**INSTRUCTIONS FOR THE TASK**
Within the records, tally the lines that contain "grated" and reply with that number only.

[MATERIAL PROVIDED Boundary: Start]

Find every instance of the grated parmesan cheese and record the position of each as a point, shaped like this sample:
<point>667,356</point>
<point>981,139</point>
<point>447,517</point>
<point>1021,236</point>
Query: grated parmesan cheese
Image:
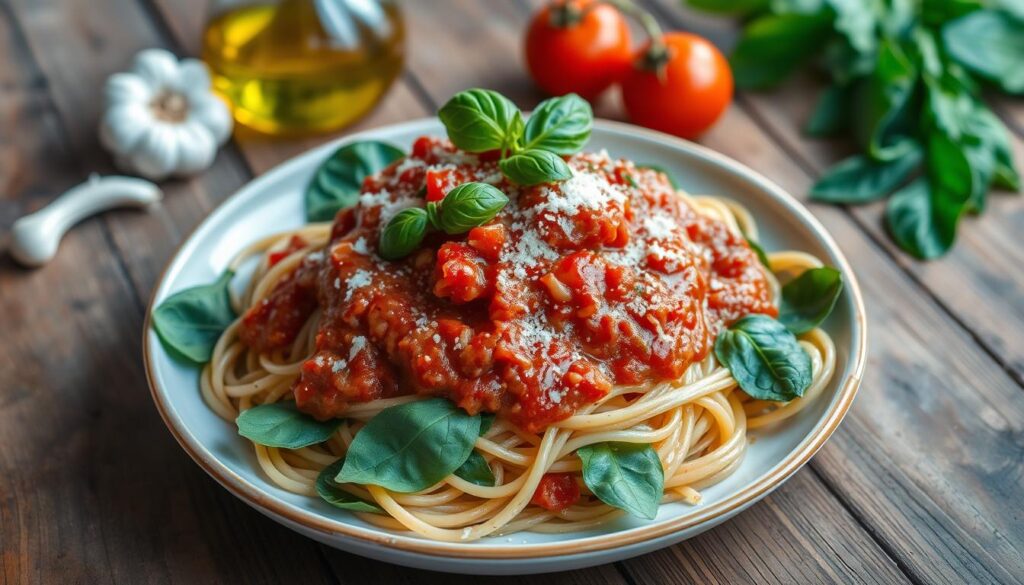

[MATERIAL PROVIDED Boundary: End]

**YOUR SOLUTION**
2